• [Task brief]:
Rewrite the lines below, switching each "single pin" to "single point" and changing nothing else. Omit the pictures from your answer.

• [Point annotation lines]:
"""
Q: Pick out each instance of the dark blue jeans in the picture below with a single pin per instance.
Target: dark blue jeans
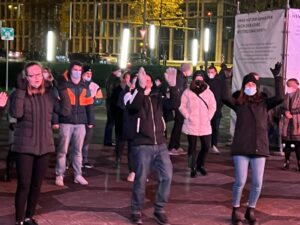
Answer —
(148, 157)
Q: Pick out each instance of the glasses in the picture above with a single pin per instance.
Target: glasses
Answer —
(31, 76)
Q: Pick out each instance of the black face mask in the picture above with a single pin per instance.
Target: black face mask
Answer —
(199, 82)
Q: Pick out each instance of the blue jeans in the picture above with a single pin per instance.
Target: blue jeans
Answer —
(75, 134)
(148, 157)
(241, 164)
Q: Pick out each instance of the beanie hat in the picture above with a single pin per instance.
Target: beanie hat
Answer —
(198, 73)
(249, 78)
(86, 68)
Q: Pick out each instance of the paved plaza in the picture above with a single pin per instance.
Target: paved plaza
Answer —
(204, 200)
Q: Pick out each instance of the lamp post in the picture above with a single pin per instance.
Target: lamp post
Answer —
(50, 46)
(124, 48)
(151, 41)
(195, 46)
(206, 46)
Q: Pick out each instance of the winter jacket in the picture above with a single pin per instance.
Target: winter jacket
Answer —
(82, 104)
(33, 130)
(251, 129)
(290, 128)
(216, 85)
(196, 113)
(150, 124)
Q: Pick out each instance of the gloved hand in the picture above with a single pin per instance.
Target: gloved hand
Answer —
(61, 83)
(142, 77)
(276, 70)
(21, 82)
(228, 73)
(170, 76)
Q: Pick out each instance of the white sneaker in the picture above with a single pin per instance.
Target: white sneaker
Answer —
(80, 180)
(214, 150)
(174, 151)
(59, 181)
(131, 177)
(181, 151)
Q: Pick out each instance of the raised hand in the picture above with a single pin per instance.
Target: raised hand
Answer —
(142, 77)
(3, 99)
(276, 70)
(170, 76)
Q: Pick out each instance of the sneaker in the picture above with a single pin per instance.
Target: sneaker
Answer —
(80, 180)
(87, 165)
(161, 218)
(214, 150)
(131, 177)
(30, 221)
(181, 151)
(173, 151)
(136, 218)
(59, 181)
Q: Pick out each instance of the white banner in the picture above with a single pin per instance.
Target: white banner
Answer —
(258, 44)
(293, 45)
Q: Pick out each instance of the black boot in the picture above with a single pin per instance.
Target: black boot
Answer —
(286, 165)
(249, 215)
(236, 218)
(193, 172)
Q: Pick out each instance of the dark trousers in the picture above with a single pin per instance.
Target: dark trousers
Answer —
(110, 122)
(176, 131)
(288, 150)
(192, 150)
(215, 124)
(87, 140)
(31, 171)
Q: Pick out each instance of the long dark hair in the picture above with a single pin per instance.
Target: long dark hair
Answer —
(245, 99)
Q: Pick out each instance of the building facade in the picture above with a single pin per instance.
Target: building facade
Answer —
(95, 26)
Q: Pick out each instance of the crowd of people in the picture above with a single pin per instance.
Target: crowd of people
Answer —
(138, 105)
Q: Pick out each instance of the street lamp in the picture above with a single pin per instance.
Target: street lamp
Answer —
(151, 40)
(195, 44)
(124, 48)
(206, 46)
(50, 46)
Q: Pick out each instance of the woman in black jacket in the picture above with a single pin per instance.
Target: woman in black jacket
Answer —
(250, 142)
(32, 104)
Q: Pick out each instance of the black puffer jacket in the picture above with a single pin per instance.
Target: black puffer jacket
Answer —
(33, 132)
(150, 122)
(251, 129)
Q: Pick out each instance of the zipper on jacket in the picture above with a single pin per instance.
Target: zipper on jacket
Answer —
(152, 114)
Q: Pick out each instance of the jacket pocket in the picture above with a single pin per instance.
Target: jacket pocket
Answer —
(164, 123)
(138, 125)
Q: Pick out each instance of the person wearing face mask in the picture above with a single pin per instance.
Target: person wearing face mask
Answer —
(33, 103)
(250, 146)
(117, 113)
(182, 83)
(198, 105)
(97, 96)
(215, 82)
(149, 148)
(290, 122)
(72, 128)
(111, 83)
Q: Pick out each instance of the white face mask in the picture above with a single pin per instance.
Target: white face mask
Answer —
(76, 74)
(211, 75)
(147, 91)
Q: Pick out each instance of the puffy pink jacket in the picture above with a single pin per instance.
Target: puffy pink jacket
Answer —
(196, 114)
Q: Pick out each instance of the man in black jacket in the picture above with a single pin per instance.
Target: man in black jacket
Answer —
(149, 144)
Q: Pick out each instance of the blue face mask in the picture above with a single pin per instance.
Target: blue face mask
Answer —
(250, 91)
(88, 79)
(76, 74)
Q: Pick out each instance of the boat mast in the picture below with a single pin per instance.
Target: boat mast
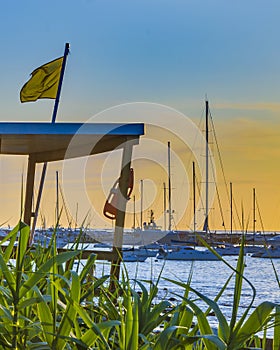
"""
• [Task result]:
Q: Pick out each instance of the dark blue jeans in the picture below with a single point per instance.
Target: dark blue jeans
Answer —
(148, 157)
Q: Pick out each instance of the glasses in the picture above with a single point per instance.
Target: glasses
Answer —
(31, 76)
Q: Pick out each instance of the black face mask in the picture above with a single point per instance.
Target: black face mask
Answer —
(199, 82)
Q: Pick out each instance of the blue jeans in the picture above with a single point per instance.
Target: blue jeans
Answer —
(75, 134)
(148, 157)
(241, 164)
Q: Pick out each instance of the beanie hat in the picture above with a single point per instance.
Target: beanie hat
Answer —
(198, 73)
(249, 78)
(86, 68)
Q: Pick out each instance of the paved plaza in the picture above with a single point per instance.
Target: paved plaza
Answer —
(204, 200)
Q: Pick out each instance of the lamp post in the picture above with a single point per instance.
Target: lamp post
Answer —
(50, 46)
(124, 48)
(151, 41)
(195, 46)
(206, 46)
Q: Pick out each instance of the winter jacket in the picture above with a single point per instance.
Target: winter jacket
Answer —
(82, 104)
(33, 130)
(251, 129)
(290, 128)
(216, 85)
(196, 113)
(150, 124)
Q: Pick out each instance of the gloved hand in the picture above with a single point per instance.
Target: gloved hand
Answer —
(61, 83)
(142, 77)
(276, 70)
(21, 82)
(228, 73)
(170, 76)
Q: Pick out each instance of the white sneaker in the picture above with a single point per instance.
Target: white sneaker
Answer —
(80, 180)
(214, 150)
(174, 151)
(59, 181)
(131, 177)
(181, 151)
Q: Pick out each instance of the raised hand in the picture above with a single point per instance.
Target: raised hand
Answer —
(142, 77)
(3, 99)
(276, 70)
(170, 76)
Q: Pick out each instance of the sneaker in the picture above with a single point per instance.
Target: sneaker
Answer —
(80, 180)
(87, 165)
(161, 218)
(214, 150)
(131, 177)
(30, 221)
(181, 151)
(173, 151)
(136, 218)
(59, 181)
Q: Pick out each instance of the white banner in the picture above with a single point per instance.
Target: white banner
Answer —
(258, 44)
(293, 45)
Q: Pick out each instance of the black boot in the picture above with a single point per instance.
Target: black boot
Answer —
(286, 165)
(249, 215)
(236, 218)
(193, 172)
Q: Pick out each instance of the dark trousers in the picture above with a single point per instance.
Target: dark trousers
Answer —
(110, 122)
(176, 131)
(288, 150)
(192, 150)
(215, 124)
(87, 140)
(31, 171)
Q: Pick out each instance of the long dark hair in the picture above with a single point per instance.
Target: long dark hair
Answer —
(245, 99)
Q: Pick out each instance of the building facade in the picture above with a single point per instance.
Target: building facade
Answer —
(95, 26)
Q: Pick out each instance of the crowd of people in the picture above with a single point per instance.
Target: crowd of people
Answer —
(138, 105)
Q: Pick out each instance of the street lamp in the picture above with a single point per instance.
Target: street lamp
Answer —
(151, 40)
(195, 44)
(124, 48)
(206, 46)
(50, 46)
Q: Pick out each instance of the woman in black jacket in the picture above with a single point per instance.
Target: woman in black jacket
Answer —
(250, 142)
(32, 104)
Q: Pick out each instance of the black puffer jacket in the picture above with a single point per instance.
Target: black puffer jacket
Answer —
(33, 132)
(150, 122)
(251, 129)
Q: Pick out each instance of the zipper on jacket in the picture above with a single point per instance.
Target: zipper on jacket
Answer —
(152, 114)
Q: Pick out each instance of the jacket pocket in the picture above with a single point per instance.
Target: jacket pocket
Answer —
(164, 123)
(138, 125)
Q: Pick out each instance of the person wearing face mask in the picture above with a single point per instance.
Target: person wearing face mask
Answer —
(33, 103)
(250, 146)
(117, 113)
(182, 83)
(198, 105)
(97, 96)
(215, 82)
(149, 148)
(290, 122)
(72, 128)
(111, 83)
Q: Pick out each instance of the white face mask in the picture above with a single point per instance.
Target: white face mask
Answer —
(76, 74)
(211, 75)
(147, 91)
Q: Pick out each instance of the puffy pink jacket in the picture above with a single point per instance.
Target: puffy pink jacket
Answer —
(196, 114)
Q: Pick out each instance of the man in black jacket in the picture above with a single point per instance.
Target: man in black jacket
Answer —
(149, 144)
Q: Pick out each instance of the blue face mask in the picture above with a single point per instance.
Target: blue face mask
Answer —
(250, 91)
(88, 79)
(76, 74)
Q: Pick out each instance of the boat mast in the picture below with a single point per instance.
Target: boat mast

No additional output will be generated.